- DATA LISTING -
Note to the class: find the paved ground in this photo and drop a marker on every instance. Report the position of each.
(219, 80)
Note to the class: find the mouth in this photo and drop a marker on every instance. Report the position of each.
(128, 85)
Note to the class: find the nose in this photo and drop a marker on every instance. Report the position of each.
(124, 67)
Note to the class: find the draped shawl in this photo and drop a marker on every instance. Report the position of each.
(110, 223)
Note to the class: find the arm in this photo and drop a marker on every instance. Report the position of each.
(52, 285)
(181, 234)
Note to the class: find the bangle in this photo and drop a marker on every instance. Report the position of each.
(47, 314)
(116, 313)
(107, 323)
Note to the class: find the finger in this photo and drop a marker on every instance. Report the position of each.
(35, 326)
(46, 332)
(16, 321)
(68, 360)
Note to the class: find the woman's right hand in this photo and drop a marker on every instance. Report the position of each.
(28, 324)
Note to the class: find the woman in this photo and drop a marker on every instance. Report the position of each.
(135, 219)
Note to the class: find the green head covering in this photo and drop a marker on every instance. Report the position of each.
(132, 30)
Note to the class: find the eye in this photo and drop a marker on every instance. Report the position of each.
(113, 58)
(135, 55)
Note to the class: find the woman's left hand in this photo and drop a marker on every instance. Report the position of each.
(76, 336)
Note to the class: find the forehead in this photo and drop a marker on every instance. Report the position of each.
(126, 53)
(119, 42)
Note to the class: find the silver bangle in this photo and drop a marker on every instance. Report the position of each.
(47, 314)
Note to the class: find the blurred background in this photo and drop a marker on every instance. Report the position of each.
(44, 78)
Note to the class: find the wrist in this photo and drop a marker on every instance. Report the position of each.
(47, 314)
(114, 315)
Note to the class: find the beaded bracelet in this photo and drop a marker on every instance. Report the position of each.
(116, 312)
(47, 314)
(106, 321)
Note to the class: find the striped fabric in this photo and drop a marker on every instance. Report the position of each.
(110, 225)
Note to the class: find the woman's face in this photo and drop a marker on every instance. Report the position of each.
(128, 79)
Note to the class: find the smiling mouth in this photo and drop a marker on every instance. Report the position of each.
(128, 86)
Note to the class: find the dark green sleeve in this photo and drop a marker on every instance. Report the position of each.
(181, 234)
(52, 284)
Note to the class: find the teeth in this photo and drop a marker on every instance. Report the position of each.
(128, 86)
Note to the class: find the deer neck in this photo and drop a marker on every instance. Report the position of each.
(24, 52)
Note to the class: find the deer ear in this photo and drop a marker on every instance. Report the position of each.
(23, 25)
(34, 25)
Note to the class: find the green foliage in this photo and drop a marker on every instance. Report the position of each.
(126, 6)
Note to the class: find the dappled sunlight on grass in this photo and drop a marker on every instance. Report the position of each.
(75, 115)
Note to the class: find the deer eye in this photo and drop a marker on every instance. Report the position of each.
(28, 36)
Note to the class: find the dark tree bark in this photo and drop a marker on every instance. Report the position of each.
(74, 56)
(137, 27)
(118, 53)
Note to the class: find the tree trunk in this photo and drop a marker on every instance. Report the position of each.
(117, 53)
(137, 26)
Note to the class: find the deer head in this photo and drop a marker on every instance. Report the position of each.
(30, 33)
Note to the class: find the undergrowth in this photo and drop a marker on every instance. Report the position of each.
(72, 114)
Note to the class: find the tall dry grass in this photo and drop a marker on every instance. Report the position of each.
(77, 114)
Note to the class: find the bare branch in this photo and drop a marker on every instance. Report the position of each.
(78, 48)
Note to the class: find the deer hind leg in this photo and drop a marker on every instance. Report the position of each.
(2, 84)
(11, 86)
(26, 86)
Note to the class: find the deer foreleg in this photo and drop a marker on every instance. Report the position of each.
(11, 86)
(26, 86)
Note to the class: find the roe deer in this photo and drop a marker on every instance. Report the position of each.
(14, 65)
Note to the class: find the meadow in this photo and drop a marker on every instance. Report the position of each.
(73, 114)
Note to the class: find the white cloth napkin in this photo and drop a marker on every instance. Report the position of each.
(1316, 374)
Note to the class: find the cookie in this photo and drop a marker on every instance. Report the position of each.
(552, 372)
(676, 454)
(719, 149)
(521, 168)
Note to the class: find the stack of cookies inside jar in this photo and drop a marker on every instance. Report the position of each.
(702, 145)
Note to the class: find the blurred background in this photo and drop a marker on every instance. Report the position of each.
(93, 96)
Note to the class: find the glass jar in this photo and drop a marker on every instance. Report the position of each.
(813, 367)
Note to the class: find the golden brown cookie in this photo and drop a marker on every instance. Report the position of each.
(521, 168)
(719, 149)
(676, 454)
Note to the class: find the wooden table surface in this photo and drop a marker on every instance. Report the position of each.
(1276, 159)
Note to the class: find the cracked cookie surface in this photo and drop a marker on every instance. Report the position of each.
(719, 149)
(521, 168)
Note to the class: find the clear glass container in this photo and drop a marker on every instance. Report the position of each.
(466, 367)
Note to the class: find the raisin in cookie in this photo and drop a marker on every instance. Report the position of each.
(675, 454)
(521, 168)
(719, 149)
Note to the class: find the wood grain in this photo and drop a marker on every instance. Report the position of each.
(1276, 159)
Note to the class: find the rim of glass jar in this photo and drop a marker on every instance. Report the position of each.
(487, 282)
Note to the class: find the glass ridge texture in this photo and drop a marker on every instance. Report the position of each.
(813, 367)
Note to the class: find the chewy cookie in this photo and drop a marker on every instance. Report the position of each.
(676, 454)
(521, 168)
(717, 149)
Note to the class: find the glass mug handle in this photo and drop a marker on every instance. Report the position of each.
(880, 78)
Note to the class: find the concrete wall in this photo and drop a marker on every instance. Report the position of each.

- WHAT TO WORK ON -
Word for word, output the records that appear above.

- RESPONSE TO THE EXERCISE -
Note to the class: find the paved ground in this photo and drop a marker on every instance. Report the position of each.
(219, 80)
Note to the class: find the mouth in this photo and drop a marker on every instance. Report the position of each.
(128, 85)
Note to the class: find the nose in this photo and drop a marker on every instance. Report the position of each.
(124, 67)
Note to the class: find the draped shawl in this photo and drop a marker on every instance. Report the position of each.
(110, 223)
Note to the class: find the arm in this photo and drop a marker on every instance. Report the position of each.
(52, 285)
(181, 234)
Note to the class: find the bangle in this photo and drop a marker on every instance. Report the position of each.
(47, 314)
(116, 313)
(107, 323)
Note to the class: find the finger in this photo and drop a marker on every instance. Report the position of each.
(35, 326)
(46, 332)
(16, 321)
(68, 360)
Note to the class: find the woman's right hand in this photo and drop a marker on every instance. Report the position of each.
(28, 324)
Note to the class: find the woman in this photo and drop a marker on every instance. Report the position of each.
(135, 219)
Note to the class: find the green head covering in this photo and drop a marker on every instance. Report the position of each.
(132, 30)
Note to the class: find the eye in this photo and drop a marker on every instance. Report the position of each.
(113, 58)
(135, 55)
Note to the class: find the woman's left hand in this photo and drop a marker on every instance. Report the position of each.
(76, 336)
Note to the class: find the forehead in this photo and drop a marker on every instance. Report the position of each.
(126, 53)
(119, 42)
Note to the class: find the silver bangle in this photo and drop a marker on every instance. Report the position of each.
(47, 314)
Note to the class: find the blurred background in this photo and drop a marker on every instance. Report the position of each.
(44, 78)
Note to the class: find the wrist in this photo and drop a marker on every instance. Report the position of each.
(47, 314)
(114, 315)
Note to the class: find the beaded bracelet in this photo and drop a marker on every instance. Report the position of each.
(116, 312)
(47, 314)
(106, 321)
Note to the class: find the striped fabric in this photo and drop a marker on every instance. Report the position of each.
(110, 225)
Note to the class: find the woman's face in this photo and drop a marker on every instance. Report the position of each.
(128, 79)
Note to the class: find the smiling mouth in this photo and drop a marker on every instance. Report the position of each.
(128, 86)
Note to the class: find the dark green sleeve in this photo and drop a marker on every instance. Report the position of each.
(181, 234)
(52, 284)
Note to the class: find the teeth in this photo and drop a marker on every instance. Report the position of each.
(128, 86)
Note to the class: find the deer neck in this photo and drop a marker on every instance. Report the position of each.
(24, 52)
Note to the class: find the deer ear in this photo and drop a marker on every instance. Report the position of each.
(23, 25)
(34, 25)
Note to the class: find the green foliage in this photo and drop a marker on every instance. Report the position of each.
(126, 6)
Note to the class: find the dappled sunlight on grass in this photo and drop a marker on every instance. Report the position of each.
(75, 115)
Note to the class: find the deer eye in this photo and drop a marker on every instance. Report the position of each.
(28, 36)
Note to the class: find the dark tree bark in this photo and drop a marker on every instance. Report the position of each.
(74, 56)
(137, 27)
(118, 53)
Note to the class: find the tree trunk in this photo and drop a marker on every instance. Report the position of each.
(117, 53)
(137, 26)
Note to the class: find the deer head in this photo and drop a marker on every instance. Report the position of each.
(30, 33)
Note to the class: find the undergrowth in this photo and drop a marker on every instance. Report the position of each.
(72, 114)
Note to the class: find the tall dry grass in this photo and drop a marker on every instance. Report the position of each.
(77, 114)
Note to the class: find the bare branch in this photo and drop a marker on every instance. Report the position of each.
(78, 48)
Note to the class: find the deer hind leg in this photo and drop a marker on every instance. Report the position of each.
(2, 84)
(11, 86)
(26, 86)
Note to the class: find the deer foreleg in this photo and drop a marker on every instance. Report the position of each.
(11, 86)
(26, 86)
Note to the class: find the roe deer in this photo and drop a marker on every instance. Report the position of each.
(14, 65)
Note to the class: find the meadow in this photo and drop a marker on every instance. Report the position of each.
(73, 114)
Note to the class: find the white cloth napkin in this photo and drop a marker on every instance. Report the position of each.
(1316, 374)
Note to the class: find the cookie in this photo and drop a marker on every instance. Report the position of each.
(552, 372)
(676, 454)
(719, 149)
(521, 168)
Note to the class: find the stack of cookies inside jar in this photo and drop a marker on every instance. Report the position of each.
(702, 145)
Note to the class: find the blurred background in this photo and drop a marker on every instance. Report the position of each.
(93, 96)
Note to the class: find the glass jar in this photo and drop a marker on every instance. Report the position of each.
(813, 367)
Note to the class: find the golden brown cookie in this photo and drop a marker on every instance. Report the position of each.
(521, 168)
(719, 149)
(676, 454)
Note to the class: find the wooden table surface in this photo and drop a marker on every instance. Report the position of each.
(1276, 159)
Note to the class: find the cracked cookie surface in this photo and drop a marker on every instance. Report the position of each.
(719, 149)
(521, 168)
Note to the class: find the clear glass container in this photo and drop a marker on every instance. Report the position of each.
(466, 367)
Note to the class: find the raisin in cookie in this photo and drop a marker on every instance. Report the position of each.
(675, 454)
(521, 168)
(719, 149)
Note to the class: find the wood grain in this photo and drop a marker on every instance. Report the position of each.
(1276, 159)
Note to the class: find the rim of glass jar in this photo and drop a marker on every instance. Report the position of each.
(487, 282)
Note to the class: find the glass ridge texture in this photo and drop a marker on every instance. Report the position of each.
(813, 367)
Note to the class: find the chewy cookie in this photo and drop a marker on every instance. Report the position of each.
(676, 454)
(521, 168)
(717, 149)
Note to the class: find the glass mug handle in this photo and drop a marker on every instance. Report the position of each.
(880, 78)
Note to the class: find the concrete wall in this photo and drop a marker on every instance. Report the position of each.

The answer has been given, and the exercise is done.